# Magia General > Lo Mejor y lo peor >  TiendaMagia

## RobertoG

Pues nada, que queria felicitar a los de tiendamagia por su atencion.
He tenido un pequeño problema con algo que les compre, le escribi un privado el domingo a Mariano, y me facilito su telefono privado a traves de otro privado. Hablamos y me soluciono rapidamente el problema.

Asi da gusto. Seguir asi.


Un abrazo

----------


## Ella

a mis padres no les gusta que compre magia (soy mayor de edad, por si acaso), y mariano me hizo el favor de enviarme un pedido envuelto y con un cartel que diga: "Premio" para que nadie sospeche, esa tienda tiene detalle muy importantes, no solo los regalos que te hacen, si no tambien cosas como saludarte por navidad o enviarte bombones....


mariano casate conmigo, y asi cuando no sdivorciemos puedo heredar tu tienda  :twisted:

----------


## correka

gggrrrrr, booobonees, es cierto que son indiscutibles en servicio, atención, etc, etc, pero mis bombones se los debió comer Mariano por Navidad, jeje
 :P

----------


## venator

Son geniales. Yo tuve un problema con el último envío ( me faltaba un artículo) y enseguida me lo mandaron otra vez por correo, sin pegas ni nada. Son muy serios

----------


## juantxo

ami me llegron bombones y tarjeta de felicitacion y todo.
un detallazo

saludos..  :Smile1:

----------


## rogelio

Que lastima que yo sea de argentina y no lespueda comprar porque el envio es muy caro!!.

◆ ◆ ◆ ◆

Tu tarea = Continúa el hilo del foro sobre la atención de TiendaMagia a partir del último mensaje.

Bloque de datos =
◆ ◆ ◆ ◆

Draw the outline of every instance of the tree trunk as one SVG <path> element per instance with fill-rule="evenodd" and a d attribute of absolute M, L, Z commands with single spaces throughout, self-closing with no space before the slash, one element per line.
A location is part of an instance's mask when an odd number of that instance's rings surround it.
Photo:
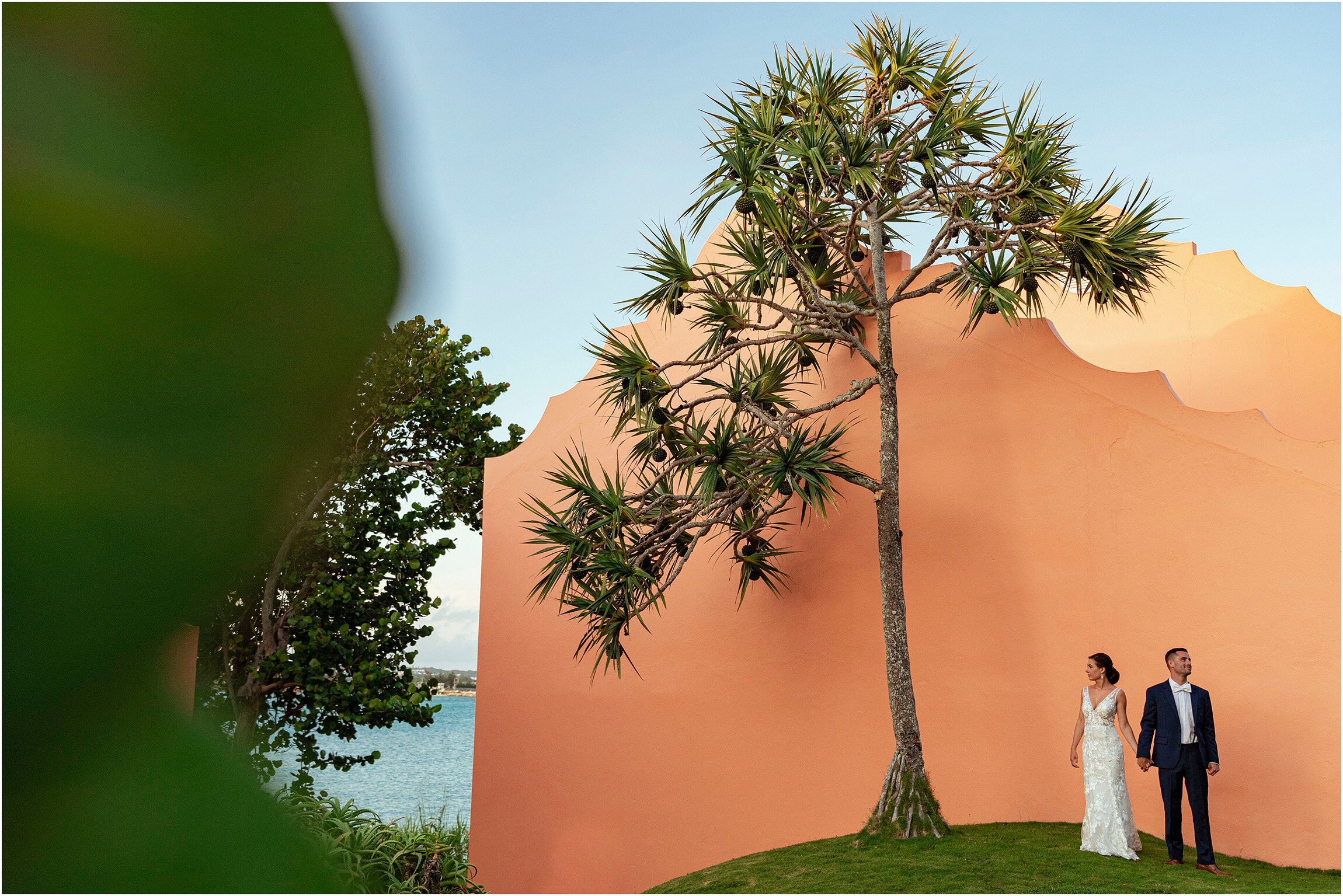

◆ ◆ ◆ ◆

Resultado =
Me quuedare con las ganas;;;;;;;;

----------


## si66

Lo mismo digo, con las cosas que compro, me encantaria, pero el costo es elevado.
(envio)

----------


## albornozcortes

Eee....bueno, sinceramente: El lugar donde me han atendido mejor es tienda magia. Muy bien. Felicitaciones una vez más a Mariano.

----------


## jmg

estoy deacuerdo con tigo yo antes compraba en otras casas pero ahora compro en tiendamagia es mas barata y te atienden mejor el envio llega muy rapido un dia hice un pedido sobre las 6.30 7 h y me llego al dia sigiente a las 12 h. Mis felicitaciones tiendamagia sois los mejores
saludos

----------


## sertxos83

tienen los mejores precios el trato con el cliente es fenomenal y tienen muy buenos detalles, esto es como el corte ingles de la magia xd yo casi ni compro donde encarnita por que los precios son algo mas caros, aunque en ocasiones me da por pasarme xd


saludos

----------


## isaac79

Yo los descubri hace unas semanas,el jueves hice mi primer pedido y hoy el segundo,mi mujer me va a tirar de casa,pero la calidad,el precio y el trato incitan a comprar!!!
FELICIDADES

----------


## josecrestini

yo hago un pedido todos los meses incluso 2 mensuales, y la verdad que el trato, la calidad y seriedad es impecable,

gracias por acercarnos y hacer posible que en nuestras casas esté la mejor magia!!!

Saludos Mariano y Gabi que siempre me atiende con una sonrisa,

gracias,

Jocapos.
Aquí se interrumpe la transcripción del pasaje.